◆ **WHAT YOU NEED TO DO**
Pull out the lines of the material below that start with the line containing "Where can the neck be found in this photo?" and run through the end of the material, and copy them word for word.
########
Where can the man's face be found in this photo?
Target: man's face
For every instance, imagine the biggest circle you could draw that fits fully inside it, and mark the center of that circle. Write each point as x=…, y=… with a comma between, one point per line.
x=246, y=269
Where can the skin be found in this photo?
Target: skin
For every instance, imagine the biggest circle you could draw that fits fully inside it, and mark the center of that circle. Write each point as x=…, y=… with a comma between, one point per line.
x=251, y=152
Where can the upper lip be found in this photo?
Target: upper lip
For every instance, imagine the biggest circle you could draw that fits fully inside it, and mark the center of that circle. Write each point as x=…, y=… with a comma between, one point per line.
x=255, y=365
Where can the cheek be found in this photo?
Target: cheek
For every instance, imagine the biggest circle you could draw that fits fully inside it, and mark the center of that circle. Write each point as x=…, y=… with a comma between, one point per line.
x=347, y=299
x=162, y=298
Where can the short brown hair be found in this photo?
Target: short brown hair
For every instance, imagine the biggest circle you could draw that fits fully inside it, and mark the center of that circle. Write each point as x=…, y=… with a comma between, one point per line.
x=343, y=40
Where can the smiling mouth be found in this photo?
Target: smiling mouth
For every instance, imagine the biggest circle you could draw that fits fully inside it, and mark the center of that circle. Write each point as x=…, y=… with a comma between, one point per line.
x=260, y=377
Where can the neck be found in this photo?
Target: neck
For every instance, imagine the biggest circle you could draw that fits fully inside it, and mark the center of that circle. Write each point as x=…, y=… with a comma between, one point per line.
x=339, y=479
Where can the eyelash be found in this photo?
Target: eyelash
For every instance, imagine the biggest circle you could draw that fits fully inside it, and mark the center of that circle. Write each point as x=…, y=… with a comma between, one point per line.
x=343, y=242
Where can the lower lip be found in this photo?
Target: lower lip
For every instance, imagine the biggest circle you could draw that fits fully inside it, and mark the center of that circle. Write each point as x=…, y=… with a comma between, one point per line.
########
◆ **RESULT OF THIS EXERCISE**
Where can the neck be found in this photo?
Target: neck
For every instance, imagine the biggest circle you could draw that fits fully inside it, and mark the center of that circle. Write each point as x=…, y=… with a comma between, one point per line.
x=339, y=479
Where can the eyelash be found in this photo?
Target: eyelash
For every instance, imagine the biggest circle you could draw that fits fully inside it, and mark the center of that circle. Write each point as x=…, y=… with a comma between, one point per line.
x=343, y=242
Where can the lower lip be found in this photo?
Target: lower lip
For every instance, imagine the biggest circle you could draw that fits fully inside it, and mark the center of that circle. Write each point as x=…, y=… with a comma between, one point per line.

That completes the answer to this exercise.